From: "Rémi Dewitte" <remi@gide.net>
To: yminsky@gmail.com
Cc: caml-list@yquem.inria.fr
Subject: Re: [Caml-list] Threads performance issue.
Date: Tue, 17 Feb 2009 08:40:11 +0100 [thread overview]
Message-ID: <2184b2340902162340s540c5ac7g9f42b59d03f643cb@mail.gmail.com> (raw)
In-Reply-To: <2184b2340902160937i53b8f3fbga01eaf14ed829f8f@mail.gmail.com>
[-- Attachment #1.1: Type: text/plain, Size: 6548 bytes --]
I have made some further experiments.
I have a functional version of the reading algorithm. I have the original
imperative version of the algorithm.
Either it is linked to thread (T) or not (X). Either it uses extlib (E) or
not (X).
Results are.
XX TX XE TE
Imperative | 3.37 | 7.80 | 3.56 | 8.40
Functional | 4.20 | 8.28 | 4.47 | 9.08
test.csv is a 21mo file with ~13k rows and a thousands of columns on a 15rpm
disk.
ocaml version : 3.11.0
uname -a gives
Linux localhost 2.6.28.4-server-1mnb #1 SMP Mon Feb 9 09:05:19 EST 2009 i686
Intel(R) Core(TM)2 Duo CPU E8400 @ 3.00GHz GNU/Linux
While I think I have to find improvements to the functional version, I
struggle finding a rationale behind this high loss of performance while I am
not even using threads, just linking to...
Cheers,
Rémi
On Mon, Feb 16, 2009 at 18:37, Rémi Dewitte <remi@gide.net> wrote:
> Yaron,
>
> I use a slightly modified version of the CSV library's load_rows . Here is
> the main code which is highly imperative style. I might transform it in
> purely functional style ?
>
> The main program is :
>
> open Printf;;
> open Sys;;
> let timed_exec start_message f =
> print_string start_message;
> let st1 = time () in
> let r = f () in
> print_endline ("done in " ^ (string_of_float ((time ()) -. st1)) );
> r;;
>
> (* This line enabled makes the program really slow ! *)
> let run_threaded f = Thread.create (fun () -> f (); Thread.exit ()) ()

**Excerpted records**
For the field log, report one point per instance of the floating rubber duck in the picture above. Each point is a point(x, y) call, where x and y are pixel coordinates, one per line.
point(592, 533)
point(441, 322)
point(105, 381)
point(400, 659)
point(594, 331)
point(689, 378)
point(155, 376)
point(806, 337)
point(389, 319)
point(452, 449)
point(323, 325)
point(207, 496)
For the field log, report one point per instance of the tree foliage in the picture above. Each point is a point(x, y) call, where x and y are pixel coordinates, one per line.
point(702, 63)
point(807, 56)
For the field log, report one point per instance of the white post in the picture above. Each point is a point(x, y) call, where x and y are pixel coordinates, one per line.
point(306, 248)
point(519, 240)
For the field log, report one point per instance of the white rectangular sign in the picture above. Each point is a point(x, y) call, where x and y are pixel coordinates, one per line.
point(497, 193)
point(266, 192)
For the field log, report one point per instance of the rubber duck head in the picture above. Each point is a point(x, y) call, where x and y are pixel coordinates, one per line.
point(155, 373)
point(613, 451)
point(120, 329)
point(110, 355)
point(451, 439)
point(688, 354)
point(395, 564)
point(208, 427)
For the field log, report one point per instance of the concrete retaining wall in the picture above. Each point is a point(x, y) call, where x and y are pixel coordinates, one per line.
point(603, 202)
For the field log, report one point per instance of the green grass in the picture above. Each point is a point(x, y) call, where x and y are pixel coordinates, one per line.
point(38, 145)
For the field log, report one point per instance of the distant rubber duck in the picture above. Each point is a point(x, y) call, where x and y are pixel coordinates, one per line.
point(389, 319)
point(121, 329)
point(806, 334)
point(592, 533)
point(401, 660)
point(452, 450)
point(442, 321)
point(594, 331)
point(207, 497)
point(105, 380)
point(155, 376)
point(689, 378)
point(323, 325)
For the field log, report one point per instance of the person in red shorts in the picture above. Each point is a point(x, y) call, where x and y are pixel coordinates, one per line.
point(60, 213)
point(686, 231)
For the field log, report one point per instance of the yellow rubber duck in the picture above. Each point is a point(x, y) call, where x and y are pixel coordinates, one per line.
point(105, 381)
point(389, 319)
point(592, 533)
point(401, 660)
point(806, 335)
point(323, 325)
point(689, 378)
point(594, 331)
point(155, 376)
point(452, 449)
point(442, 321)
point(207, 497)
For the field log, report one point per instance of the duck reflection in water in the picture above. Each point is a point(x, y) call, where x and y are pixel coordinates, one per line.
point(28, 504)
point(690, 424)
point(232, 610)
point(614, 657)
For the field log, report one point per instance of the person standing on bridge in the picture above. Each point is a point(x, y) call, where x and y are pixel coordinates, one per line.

**Task statement**
Which header field names open the mailing-list message, before its attachment line?

**Problem solution**
From, To, Cc, Subject, Date, Message-ID, In-Reply-To